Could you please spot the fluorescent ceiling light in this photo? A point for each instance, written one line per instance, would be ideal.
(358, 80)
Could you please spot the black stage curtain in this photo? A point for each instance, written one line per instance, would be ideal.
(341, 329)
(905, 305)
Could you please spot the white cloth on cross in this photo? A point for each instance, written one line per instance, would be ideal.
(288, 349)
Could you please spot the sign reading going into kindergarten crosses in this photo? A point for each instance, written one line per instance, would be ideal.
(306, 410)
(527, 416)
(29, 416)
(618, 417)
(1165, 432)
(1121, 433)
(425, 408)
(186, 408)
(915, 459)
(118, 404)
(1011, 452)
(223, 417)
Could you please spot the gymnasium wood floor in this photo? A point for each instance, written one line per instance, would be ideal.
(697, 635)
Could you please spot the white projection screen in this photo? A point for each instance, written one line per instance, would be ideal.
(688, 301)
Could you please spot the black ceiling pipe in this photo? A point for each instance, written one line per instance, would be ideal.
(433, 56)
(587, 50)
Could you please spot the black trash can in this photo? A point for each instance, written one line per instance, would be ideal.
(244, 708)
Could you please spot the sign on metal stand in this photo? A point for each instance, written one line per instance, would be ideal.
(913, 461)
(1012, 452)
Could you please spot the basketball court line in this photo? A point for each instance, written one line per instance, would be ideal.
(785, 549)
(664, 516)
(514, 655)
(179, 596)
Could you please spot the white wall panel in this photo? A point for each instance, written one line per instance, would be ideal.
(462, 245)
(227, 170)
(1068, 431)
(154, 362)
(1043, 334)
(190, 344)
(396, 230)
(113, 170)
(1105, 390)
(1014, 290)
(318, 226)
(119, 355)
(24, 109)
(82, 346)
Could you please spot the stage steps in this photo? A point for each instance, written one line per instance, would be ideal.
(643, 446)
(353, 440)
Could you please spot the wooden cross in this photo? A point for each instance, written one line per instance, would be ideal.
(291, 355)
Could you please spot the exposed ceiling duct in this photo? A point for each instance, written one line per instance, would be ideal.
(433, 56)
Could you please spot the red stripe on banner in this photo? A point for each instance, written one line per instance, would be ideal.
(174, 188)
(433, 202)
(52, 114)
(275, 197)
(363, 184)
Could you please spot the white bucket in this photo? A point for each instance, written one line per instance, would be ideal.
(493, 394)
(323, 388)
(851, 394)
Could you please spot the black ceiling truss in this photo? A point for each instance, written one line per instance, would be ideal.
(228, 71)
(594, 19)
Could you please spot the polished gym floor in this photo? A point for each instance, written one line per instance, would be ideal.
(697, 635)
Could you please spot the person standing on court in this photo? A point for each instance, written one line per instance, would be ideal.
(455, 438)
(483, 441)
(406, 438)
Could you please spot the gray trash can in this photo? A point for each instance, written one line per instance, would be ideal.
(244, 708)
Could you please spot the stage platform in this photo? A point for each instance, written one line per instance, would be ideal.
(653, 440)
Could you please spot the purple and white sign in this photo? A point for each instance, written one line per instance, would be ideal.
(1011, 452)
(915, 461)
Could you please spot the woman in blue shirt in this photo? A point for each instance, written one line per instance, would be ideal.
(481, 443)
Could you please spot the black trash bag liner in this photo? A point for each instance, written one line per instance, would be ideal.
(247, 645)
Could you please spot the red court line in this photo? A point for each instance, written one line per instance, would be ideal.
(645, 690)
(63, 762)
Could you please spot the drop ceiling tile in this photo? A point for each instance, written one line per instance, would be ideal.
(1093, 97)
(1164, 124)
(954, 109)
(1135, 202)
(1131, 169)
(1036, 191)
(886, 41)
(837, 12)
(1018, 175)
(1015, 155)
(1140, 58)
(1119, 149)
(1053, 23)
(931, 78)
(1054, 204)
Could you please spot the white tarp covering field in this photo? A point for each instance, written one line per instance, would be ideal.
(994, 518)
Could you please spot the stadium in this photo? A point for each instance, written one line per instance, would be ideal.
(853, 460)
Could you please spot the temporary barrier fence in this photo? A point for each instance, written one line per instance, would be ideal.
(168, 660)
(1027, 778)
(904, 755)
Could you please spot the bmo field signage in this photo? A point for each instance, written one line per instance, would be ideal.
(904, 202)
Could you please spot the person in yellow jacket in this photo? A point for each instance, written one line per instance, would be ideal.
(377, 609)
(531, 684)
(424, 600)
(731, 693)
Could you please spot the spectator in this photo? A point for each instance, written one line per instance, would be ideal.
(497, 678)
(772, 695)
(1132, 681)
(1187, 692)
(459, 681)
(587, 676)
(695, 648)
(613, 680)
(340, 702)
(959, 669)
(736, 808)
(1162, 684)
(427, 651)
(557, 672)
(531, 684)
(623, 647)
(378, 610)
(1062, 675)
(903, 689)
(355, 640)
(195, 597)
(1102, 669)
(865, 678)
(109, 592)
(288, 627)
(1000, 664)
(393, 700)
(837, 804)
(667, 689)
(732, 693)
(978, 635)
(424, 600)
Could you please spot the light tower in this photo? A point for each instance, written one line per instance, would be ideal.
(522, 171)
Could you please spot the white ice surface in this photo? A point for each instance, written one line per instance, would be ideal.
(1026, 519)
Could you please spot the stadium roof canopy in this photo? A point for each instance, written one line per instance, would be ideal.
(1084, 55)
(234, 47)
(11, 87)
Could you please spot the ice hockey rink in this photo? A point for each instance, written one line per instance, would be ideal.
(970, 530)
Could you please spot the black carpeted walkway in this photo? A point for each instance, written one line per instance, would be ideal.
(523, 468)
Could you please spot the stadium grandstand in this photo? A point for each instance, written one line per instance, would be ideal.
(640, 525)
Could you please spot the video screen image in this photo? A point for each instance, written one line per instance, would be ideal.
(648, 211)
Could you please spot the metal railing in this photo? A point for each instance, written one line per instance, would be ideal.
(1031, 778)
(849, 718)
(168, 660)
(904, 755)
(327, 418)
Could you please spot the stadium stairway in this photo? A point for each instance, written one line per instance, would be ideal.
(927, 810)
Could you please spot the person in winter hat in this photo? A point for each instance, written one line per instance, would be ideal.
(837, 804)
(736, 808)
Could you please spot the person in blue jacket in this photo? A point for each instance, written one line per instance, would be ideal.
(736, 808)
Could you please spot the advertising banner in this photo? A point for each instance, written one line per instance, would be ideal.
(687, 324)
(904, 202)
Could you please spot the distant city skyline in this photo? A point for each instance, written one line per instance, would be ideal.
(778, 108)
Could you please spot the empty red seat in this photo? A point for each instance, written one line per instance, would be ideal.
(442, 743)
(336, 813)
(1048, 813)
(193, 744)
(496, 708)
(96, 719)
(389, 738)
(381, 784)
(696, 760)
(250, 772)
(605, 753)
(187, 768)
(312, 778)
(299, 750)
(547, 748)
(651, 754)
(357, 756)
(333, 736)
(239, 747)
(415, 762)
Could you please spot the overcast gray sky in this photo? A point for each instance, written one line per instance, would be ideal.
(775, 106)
☆ ☆ ☆
→ TASK:
Your response should consist of the full listing, exactly as written.

→ EXERCISE RESULT:
Could you please spot the fluorescent ceiling light in this photo? A point for each instance, written one line per instance, would be ideal.
(358, 80)
Could you please spot the black stage curtain in this photo? A point for each instance, written one line per instance, would be ideal.
(341, 329)
(905, 305)
Could you please spot the white cloth on cross in this photo? A point for each instance, written one line per instance, would be ideal.
(288, 349)
Could you please spot the sign reading going into kindergarten crosses in this photo? A point for each instance, written one line per instance, would be ideal.
(306, 410)
(527, 416)
(29, 416)
(618, 417)
(1165, 432)
(1121, 433)
(425, 408)
(186, 408)
(915, 459)
(118, 404)
(1011, 452)
(223, 417)
Could you please spot the gymnasium wood floor in this photo? A point for each instance, written one line per instance, would be ideal.
(697, 635)
Could you please spot the white projection screen in this photo? A point for each instance, written one line per instance, would be ideal.
(688, 301)
Could you please spot the black ceiling pipe in this photo? A point for each instance, written one line per instance, would be ideal.
(433, 56)
(587, 50)
Could you please spot the black trash can in this photo? A point for each instance, written one line per instance, would be ideal.
(244, 708)
Could you please spot the sign on metal stand in this photo? A point for each instance, written one line per instance, would be ideal.
(913, 461)
(1012, 452)
Could you please spot the basketball court line in this photo? A point for each instance, written one line per instance, would be ideal.
(785, 549)
(664, 516)
(514, 655)
(179, 596)
Could you please spot the white wall panel in this photo? A point for each instance, written one line per instance, would be ideal.
(462, 245)
(227, 170)
(1068, 431)
(154, 362)
(1043, 334)
(190, 344)
(396, 230)
(113, 170)
(1105, 390)
(1014, 290)
(318, 226)
(119, 355)
(24, 109)
(82, 346)
Could you please spot the stage steps in this photo? A point for each instance, written one line per instance, would be ideal.
(643, 446)
(353, 440)
Could you please spot the wooden cross in this photo? A point for each instance, written one line per instance, would be ideal.
(291, 355)
Could you please spot the exposed ceiling duct in this photo? A point for each instance, written one line per instance, would be ideal.
(433, 56)
Could you please spot the red stripe on banner in this photo? A point for each instance, written one line per instance, would be ideal.
(174, 188)
(433, 202)
(52, 114)
(275, 197)
(363, 184)
Could you please spot the white bucket in this photo? A point for each instance, written one line per instance, would be ideal.
(493, 394)
(323, 388)
(851, 394)
Could you please spot the black ceiling truss in this photo? A point for each instance, written one line per instance, would be ideal.
(228, 71)
(594, 19)
Could you please spot the polished gym floor in this photo? A point for each instance, written one line per instance, would be ideal.
(697, 635)
Could you please spot the person standing on court in this photo? A point for each instance, written one line per instance, would be ideal.
(455, 438)
(483, 441)
(406, 438)
Could you please spot the gray trash can in this photo? A point for each instance, written one line per instance, would be ideal.
(244, 708)
Could you please spot the stage platform in this photo? A point for each instance, written one line per instance, would be ideal.
(653, 440)
Could you please spot the purple and white sign in this photo? A point for each instance, written one line per instance, would be ideal.
(1011, 452)
(915, 461)
Could you please spot the woman in blue shirt in this photo? A point for each instance, written one line per instance, would be ideal.
(481, 443)
Could you please spot the black trash bag liner in this photo? A point for each instance, written one line per instance, would be ideal.
(247, 645)
Could you please spot the red court line in this photo? A point for each instance, written one line per instance, would be ideal.
(645, 690)
(63, 762)
Could you please spot the drop ceiling tile in this photo? A point for each instance, written one line per instance, would be ideal.
(1093, 97)
(1164, 124)
(954, 109)
(1135, 202)
(1131, 169)
(1036, 191)
(886, 41)
(837, 12)
(1018, 175)
(1015, 155)
(1140, 58)
(1119, 149)
(1053, 23)
(931, 78)
(1054, 204)
Could you please spot the white tarp covering field in this photo? A point for each instance, written one line per instance, would be ideal.
(994, 518)
Could you please spot the stadium in this photo? A point for each instance, written one line per instance, would be ideal.
(853, 460)
Could you please spot the temporary barrier fence in this photo? A point for each instance, written one line per instance, would be ideal.
(168, 660)
(1027, 778)
(904, 755)
Could you please spot the bmo field signage in this photo? A point for each instance, written one line per instance, would be ideal.
(904, 202)
Could you please spot the person in yellow jacket in this photo? A point for each instance, written one line per instance, would be ideal.
(377, 609)
(531, 684)
(424, 600)
(731, 693)
Could you please spot the spectator in this photo? A point for each instance, written one line per instance, would be ideal.
(497, 678)
(772, 695)
(1132, 681)
(1187, 692)
(459, 681)
(587, 676)
(695, 648)
(613, 680)
(340, 702)
(959, 669)
(736, 808)
(1162, 684)
(427, 651)
(557, 672)
(531, 684)
(623, 647)
(378, 610)
(1062, 675)
(903, 689)
(355, 640)
(195, 597)
(1102, 669)
(865, 678)
(109, 592)
(288, 627)
(1000, 664)
(393, 700)
(837, 804)
(667, 689)
(732, 693)
(978, 635)
(424, 600)
Could you please spot the light tower in this photo? A point for each instance, written one line per instance, would be ideal.
(522, 171)
Could you please spot the white ice surface in this photo? A point for each instance, written one line per instance, would be ideal.
(1026, 519)
Could you please spot the stadium roof canopy in this photo? A point for each instance, written one line per instance, would be ideal.
(1084, 55)
(234, 47)
(11, 87)
Could you please spot the ice hockey rink in this photo? A point for each instance, written one line per instance, would be ideal.
(970, 530)
Could you please spot the black carpeted walkway in this photo? A point for each instance, written one line per instance, would be ideal.
(523, 468)
Could you please spot the stadium grandstand in this photo? A point for each instance, written one line per instance, would be ideal.
(640, 525)
Could you please spot the video screen image in this photo? A point for each instance, written one line per instance, would be ideal.
(648, 211)
Could you please spot the metal railing in this photo? A point for each instance, written one line per instance, would be ideal.
(1031, 778)
(849, 718)
(168, 660)
(904, 755)
(327, 418)
Could you please spot the stadium stairway in this photo? A point for each instance, written one line per instance, would be ideal.
(927, 810)
Could you please spot the person in winter hat in this photo? A point for each instance, written one line per instance, would be ideal.
(837, 804)
(736, 808)
Could you please spot the person in blue jacket in this photo? A point for each instance, written one line per instance, would be ideal.
(736, 808)
Could you please spot the advertising banner in this photo? A point for each instance, written one line per instance, would be ideal.
(687, 324)
(904, 202)
Could you please spot the distant city skyline in this photo? A point for each instance, written one line per instance, would be ideal.
(778, 108)
Could you please spot the empty red seat in this photo? A point for each instance, written one line per instance, would be ideal.
(442, 743)
(336, 813)
(1048, 813)
(193, 744)
(496, 708)
(96, 719)
(389, 738)
(381, 784)
(696, 760)
(250, 772)
(605, 753)
(187, 768)
(312, 778)
(299, 750)
(547, 748)
(651, 754)
(357, 756)
(333, 736)
(239, 747)
(415, 762)
Could you please spot the overcast gray sky in this photo? A point for each instance, written one line per instance, would be ideal.
(775, 106)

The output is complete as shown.